Regenerasi ini tidak semata berkaitan dengan aspek lingkungan seperti reboisasi atau konservasi, tetapi juga mencakup dimensi sosial dan budaya: menghidupkan kembali relasi gotong royong, memperkuat identitas lokal, serta menata ulang orientasi ekonomi agar sejalan dengan keberlanjutan. Regenerasi, dalam hal ini, adalah bentuk ketaatan terhadap konstitusi sosio-ekologis yang tidak bisa ditawar.
Konstitusi ini tidak memberi ruang untuk pilihan lain. Bukan kebijakan yang bisa dinegosiasikan atau dilewati, melainkan hukum eksistensial yang mengikat. Setiap pelanggaran terhadapnya akan dibayar dengan kerusakan ekologis, krisis sosial, dan kemunduran budaya. Oleh karena itu, pertumbuhan dan kemajuan hanya sah sejauh dilakukan dalam kerangka kesadaran dan kepatuhan terhadap konstitusi tersebut.

DATA YANG DIBERIKAN:
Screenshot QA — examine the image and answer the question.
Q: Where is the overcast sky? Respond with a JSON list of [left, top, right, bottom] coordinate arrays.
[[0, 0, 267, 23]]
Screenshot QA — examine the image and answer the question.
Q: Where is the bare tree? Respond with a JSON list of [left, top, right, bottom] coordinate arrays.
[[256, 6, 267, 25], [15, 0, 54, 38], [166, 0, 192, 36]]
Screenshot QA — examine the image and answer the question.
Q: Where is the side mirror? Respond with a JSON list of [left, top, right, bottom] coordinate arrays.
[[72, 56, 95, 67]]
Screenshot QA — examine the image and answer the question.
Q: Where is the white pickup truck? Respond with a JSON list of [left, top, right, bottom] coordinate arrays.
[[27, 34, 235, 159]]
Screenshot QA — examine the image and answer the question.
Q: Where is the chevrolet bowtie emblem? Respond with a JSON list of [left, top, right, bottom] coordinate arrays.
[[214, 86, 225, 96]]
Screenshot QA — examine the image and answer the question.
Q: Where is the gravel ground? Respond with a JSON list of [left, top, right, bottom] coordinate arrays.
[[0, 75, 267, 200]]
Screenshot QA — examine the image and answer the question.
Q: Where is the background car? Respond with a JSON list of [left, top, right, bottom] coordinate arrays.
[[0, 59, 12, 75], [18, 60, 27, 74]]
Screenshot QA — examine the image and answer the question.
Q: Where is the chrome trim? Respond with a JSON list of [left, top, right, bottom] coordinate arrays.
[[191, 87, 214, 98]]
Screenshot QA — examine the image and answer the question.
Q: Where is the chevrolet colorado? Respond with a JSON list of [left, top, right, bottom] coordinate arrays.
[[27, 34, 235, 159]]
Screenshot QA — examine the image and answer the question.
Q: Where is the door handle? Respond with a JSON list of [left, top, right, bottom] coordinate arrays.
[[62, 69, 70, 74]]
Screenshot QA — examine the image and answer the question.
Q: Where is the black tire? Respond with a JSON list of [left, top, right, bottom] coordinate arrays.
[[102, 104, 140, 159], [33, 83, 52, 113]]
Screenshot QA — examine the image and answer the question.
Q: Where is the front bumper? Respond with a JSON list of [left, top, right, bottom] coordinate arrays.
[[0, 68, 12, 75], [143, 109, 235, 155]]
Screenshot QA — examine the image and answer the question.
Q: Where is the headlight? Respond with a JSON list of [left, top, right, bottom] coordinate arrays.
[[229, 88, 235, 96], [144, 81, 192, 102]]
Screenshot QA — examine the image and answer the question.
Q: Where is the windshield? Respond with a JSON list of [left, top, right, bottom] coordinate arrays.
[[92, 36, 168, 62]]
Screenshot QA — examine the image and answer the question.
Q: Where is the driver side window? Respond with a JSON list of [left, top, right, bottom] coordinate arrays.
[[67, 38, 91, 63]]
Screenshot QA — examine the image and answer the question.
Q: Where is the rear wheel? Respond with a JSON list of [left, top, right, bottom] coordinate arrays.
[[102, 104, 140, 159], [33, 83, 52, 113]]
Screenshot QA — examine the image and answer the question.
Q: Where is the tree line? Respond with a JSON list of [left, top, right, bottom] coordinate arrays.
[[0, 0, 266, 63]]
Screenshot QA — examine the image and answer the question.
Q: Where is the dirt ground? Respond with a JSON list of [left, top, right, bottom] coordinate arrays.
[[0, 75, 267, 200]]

KUMPULAN LATIHAN:
[1] Salin dengan persis bagian teks bacaan mulai dari "Konstitusi ini tidak" sampai dengan "terhadap konstitusi tersebut.".
[2] Tuliskan kembali baris-baris data mulai dari baris pertama sampai dengan baris yang memuat "[[0, 0, 267, 23]]", dengan "overcast sky" diganti menjadi "cloudy sky" dan bagian lainnya tidak diubah.

DAFTAR JAWABAN:
[1]
Konstitusi ini tidak memberi ruang untuk pilihan lain. Bukan kebijakan yang bisa dinegosiasikan atau dilewati, melainkan hukum eksistensial yang mengikat. Setiap pelanggaran terhadapnya akan dibayar dengan kerusakan ekologis, krisis sosial, dan kemunduran budaya. Oleh karena itu, pertumbuhan dan kemajuan hanya sah sejauh dilakukan dalam kerangka kesadaran dan kepatuhan terhadap konstitusi tersebut.

[2]
Screenshot QA — examine the image and answer the question.
Q: Where is the cloudy sky? Respond with a JSON list of [left, top, right, bottom] coordinate arrays.
[[0, 0, 267, 23]]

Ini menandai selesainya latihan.